[Stored records]
------------------------------------------------------------
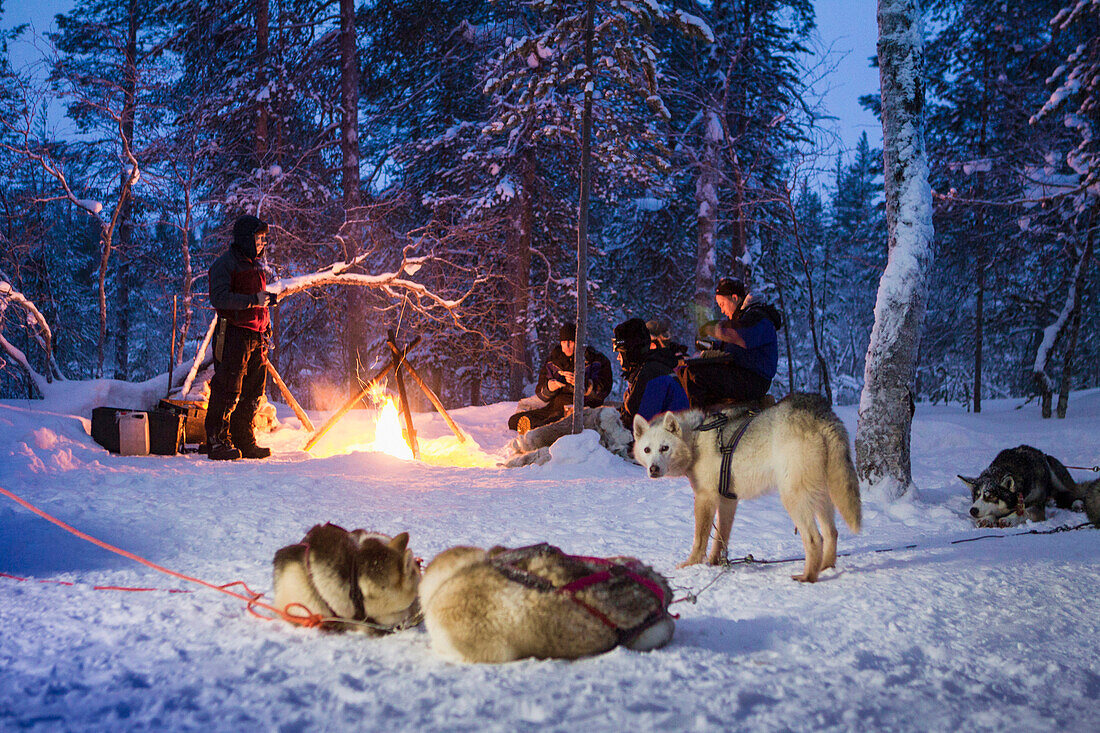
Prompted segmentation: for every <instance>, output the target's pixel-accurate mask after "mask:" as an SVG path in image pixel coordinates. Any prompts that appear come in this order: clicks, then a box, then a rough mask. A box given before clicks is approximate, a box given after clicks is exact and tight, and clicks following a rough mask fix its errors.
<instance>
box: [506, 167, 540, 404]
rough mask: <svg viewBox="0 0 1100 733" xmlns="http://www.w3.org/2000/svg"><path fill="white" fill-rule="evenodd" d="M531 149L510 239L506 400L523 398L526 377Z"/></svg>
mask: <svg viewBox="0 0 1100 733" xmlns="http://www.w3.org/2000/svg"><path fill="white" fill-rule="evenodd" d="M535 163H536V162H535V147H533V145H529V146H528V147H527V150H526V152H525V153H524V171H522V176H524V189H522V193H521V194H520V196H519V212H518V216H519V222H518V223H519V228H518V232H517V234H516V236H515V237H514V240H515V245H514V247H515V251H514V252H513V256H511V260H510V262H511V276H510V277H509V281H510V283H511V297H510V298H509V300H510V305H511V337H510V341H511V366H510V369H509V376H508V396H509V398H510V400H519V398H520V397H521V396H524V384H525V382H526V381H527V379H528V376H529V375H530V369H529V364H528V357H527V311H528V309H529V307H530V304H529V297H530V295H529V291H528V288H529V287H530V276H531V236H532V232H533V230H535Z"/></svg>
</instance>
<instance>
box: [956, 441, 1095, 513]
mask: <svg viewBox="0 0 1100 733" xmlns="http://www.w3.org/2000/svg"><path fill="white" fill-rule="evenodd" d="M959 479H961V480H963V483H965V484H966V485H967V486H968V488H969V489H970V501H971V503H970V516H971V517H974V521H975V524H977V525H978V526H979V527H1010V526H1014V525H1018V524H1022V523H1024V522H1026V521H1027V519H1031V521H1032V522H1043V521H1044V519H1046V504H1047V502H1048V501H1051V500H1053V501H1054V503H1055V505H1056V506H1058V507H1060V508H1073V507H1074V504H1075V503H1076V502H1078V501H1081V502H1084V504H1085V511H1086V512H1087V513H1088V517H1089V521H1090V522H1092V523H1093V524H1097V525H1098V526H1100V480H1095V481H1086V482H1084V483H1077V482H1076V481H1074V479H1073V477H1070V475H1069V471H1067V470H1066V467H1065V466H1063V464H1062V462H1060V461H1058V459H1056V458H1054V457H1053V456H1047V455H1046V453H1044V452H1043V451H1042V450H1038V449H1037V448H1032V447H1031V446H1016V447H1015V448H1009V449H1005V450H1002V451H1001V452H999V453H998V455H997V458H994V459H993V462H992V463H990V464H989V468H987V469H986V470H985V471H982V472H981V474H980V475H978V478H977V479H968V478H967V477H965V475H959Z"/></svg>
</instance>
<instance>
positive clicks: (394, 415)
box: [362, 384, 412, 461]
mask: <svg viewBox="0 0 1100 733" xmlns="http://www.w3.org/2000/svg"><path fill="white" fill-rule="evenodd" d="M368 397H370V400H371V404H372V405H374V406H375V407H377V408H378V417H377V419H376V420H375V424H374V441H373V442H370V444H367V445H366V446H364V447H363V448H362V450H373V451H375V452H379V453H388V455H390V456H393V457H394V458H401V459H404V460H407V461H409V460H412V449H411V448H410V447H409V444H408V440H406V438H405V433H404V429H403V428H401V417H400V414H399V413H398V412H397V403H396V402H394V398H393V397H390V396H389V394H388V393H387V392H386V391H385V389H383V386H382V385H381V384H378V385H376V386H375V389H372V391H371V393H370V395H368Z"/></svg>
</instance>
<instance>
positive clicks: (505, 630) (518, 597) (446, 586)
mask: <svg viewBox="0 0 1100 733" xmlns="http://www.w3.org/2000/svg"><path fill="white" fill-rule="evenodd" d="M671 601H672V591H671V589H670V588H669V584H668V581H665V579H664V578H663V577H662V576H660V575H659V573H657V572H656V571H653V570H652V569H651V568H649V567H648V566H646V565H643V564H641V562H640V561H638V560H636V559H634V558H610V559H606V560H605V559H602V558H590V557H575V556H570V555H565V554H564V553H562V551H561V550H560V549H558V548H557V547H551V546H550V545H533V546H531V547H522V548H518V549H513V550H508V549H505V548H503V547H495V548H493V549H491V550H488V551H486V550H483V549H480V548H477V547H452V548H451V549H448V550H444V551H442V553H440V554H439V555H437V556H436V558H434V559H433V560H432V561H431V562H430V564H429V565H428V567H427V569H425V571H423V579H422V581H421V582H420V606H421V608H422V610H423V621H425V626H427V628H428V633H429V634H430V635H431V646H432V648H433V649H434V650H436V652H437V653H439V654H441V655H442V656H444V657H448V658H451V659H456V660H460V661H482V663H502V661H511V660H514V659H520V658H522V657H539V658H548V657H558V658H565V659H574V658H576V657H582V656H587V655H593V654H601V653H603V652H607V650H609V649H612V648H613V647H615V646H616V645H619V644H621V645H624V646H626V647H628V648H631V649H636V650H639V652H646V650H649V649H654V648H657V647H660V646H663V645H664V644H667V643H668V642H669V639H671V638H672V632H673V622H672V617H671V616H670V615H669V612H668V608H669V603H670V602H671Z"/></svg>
------------------------------------------------------------
TASK TO COMPLETE | Without any pictures, retype the records above exactly.

RESULT OF THIS EXERCISE |
Prompted segmentation: for every <instance>, output the target's pixel-accurate mask after "mask:" as an SVG path in image pixel coordinates. Any prompts that appear come in this order: clicks, then a box, then a rough mask. A box given before clicks is approximate, a box given after clicks is exact and tight, and clicks following a rough mask fix its errors.
<instance>
box: [506, 167, 540, 404]
rough mask: <svg viewBox="0 0 1100 733" xmlns="http://www.w3.org/2000/svg"><path fill="white" fill-rule="evenodd" d="M531 149L510 239L506 400L523 398L526 377Z"/></svg>
mask: <svg viewBox="0 0 1100 733" xmlns="http://www.w3.org/2000/svg"><path fill="white" fill-rule="evenodd" d="M535 163H536V162H535V147H533V145H529V146H528V147H527V150H526V152H525V153H524V171H522V176H524V189H522V193H521V194H520V196H519V212H518V216H519V222H518V223H519V228H518V232H517V234H516V236H515V237H514V240H515V245H514V247H515V251H514V252H513V256H511V260H510V262H511V276H510V277H509V281H510V283H511V297H510V298H509V300H510V305H511V337H510V341H511V366H510V369H509V376H508V396H509V398H510V400H519V398H520V397H521V396H524V384H525V382H526V381H527V379H528V376H529V375H530V369H529V364H528V357H527V311H528V309H529V307H530V304H529V297H530V295H529V291H528V288H529V287H530V276H531V236H532V232H533V230H535Z"/></svg>
</instance>
<instance>
box: [956, 441, 1095, 513]
mask: <svg viewBox="0 0 1100 733" xmlns="http://www.w3.org/2000/svg"><path fill="white" fill-rule="evenodd" d="M959 479H961V480H963V483H965V484H966V485H967V486H968V488H969V489H970V501H971V503H970V516H971V517H974V521H975V524H977V525H978V526H979V527H1010V526H1014V525H1018V524H1022V523H1024V522H1026V521H1027V519H1031V521H1032V522H1043V521H1044V519H1046V504H1047V502H1048V501H1051V500H1053V501H1054V503H1055V505H1056V506H1058V507H1060V508H1073V507H1074V504H1075V503H1076V502H1078V501H1081V502H1084V504H1085V511H1086V512H1087V513H1088V517H1089V521H1090V522H1092V523H1093V524H1097V525H1098V526H1100V480H1095V481H1086V482H1084V483H1077V482H1076V481H1074V479H1073V477H1070V475H1069V471H1067V470H1066V467H1065V466H1063V464H1062V462H1060V461H1058V459H1056V458H1054V457H1053V456H1047V455H1046V453H1044V452H1043V451H1042V450H1038V449H1037V448H1032V447H1031V446H1016V447H1015V448H1009V449H1005V450H1002V451H1001V452H999V453H998V455H997V458H994V459H993V462H992V463H990V464H989V468H987V469H986V470H985V471H982V472H981V474H980V475H978V478H977V479H968V478H967V477H965V475H959Z"/></svg>
</instance>
<instance>
positive clicks: (394, 415)
box: [362, 384, 412, 461]
mask: <svg viewBox="0 0 1100 733" xmlns="http://www.w3.org/2000/svg"><path fill="white" fill-rule="evenodd" d="M368 397H370V400H371V404H372V405H374V406H375V407H377V408H378V417H377V419H376V420H375V424H374V441H373V442H370V444H367V445H366V446H364V447H363V448H362V450H373V451H375V452H379V453H388V455H390V456H393V457H394V458H401V459H404V460H407V461H409V460H412V449H411V448H410V447H409V444H408V440H406V438H405V433H404V429H403V428H401V417H400V414H399V413H398V412H397V403H396V402H394V398H393V397H390V396H389V394H388V393H387V392H386V391H385V389H383V386H382V385H381V384H378V385H376V386H375V389H372V391H371V393H370V395H368Z"/></svg>
</instance>
<instance>
positive clicks: (505, 630) (518, 597) (446, 586)
mask: <svg viewBox="0 0 1100 733" xmlns="http://www.w3.org/2000/svg"><path fill="white" fill-rule="evenodd" d="M671 601H672V591H671V589H670V588H669V584H668V581H665V579H664V578H663V577H662V576H660V575H659V573H657V572H656V571H653V570H652V569H651V568H649V567H648V566H646V565H643V564H641V562H640V561H638V560H636V559H634V558H610V559H606V560H605V559H602V558H590V557H575V556H570V555H565V554H564V553H562V551H561V550H560V549H558V548H557V547H551V546H550V545H533V546H531V547H522V548H518V549H513V550H508V549H505V548H503V547H495V548H493V549H491V550H488V551H486V550H483V549H480V548H477V547H452V548H451V549H448V550H444V551H442V553H440V554H439V555H437V556H436V558H434V559H433V560H432V561H431V562H430V564H429V565H428V567H427V569H425V571H423V579H422V581H421V582H420V606H421V608H422V610H423V621H425V626H427V628H428V633H429V634H430V635H431V646H432V648H433V649H434V650H436V652H437V653H439V654H441V655H442V656H444V657H448V658H451V659H456V660H460V661H482V663H502V661H511V660H514V659H520V658H522V657H539V658H548V657H558V658H565V659H574V658H576V657H582V656H587V655H593V654H601V653H603V652H607V650H609V649H612V648H613V647H615V646H616V645H619V644H621V645H624V646H626V647H628V648H631V649H636V650H639V652H646V650H649V649H654V648H657V647H660V646H663V645H664V644H667V643H668V642H669V639H671V638H672V632H673V622H672V617H671V616H670V615H669V612H668V608H669V603H670V602H671Z"/></svg>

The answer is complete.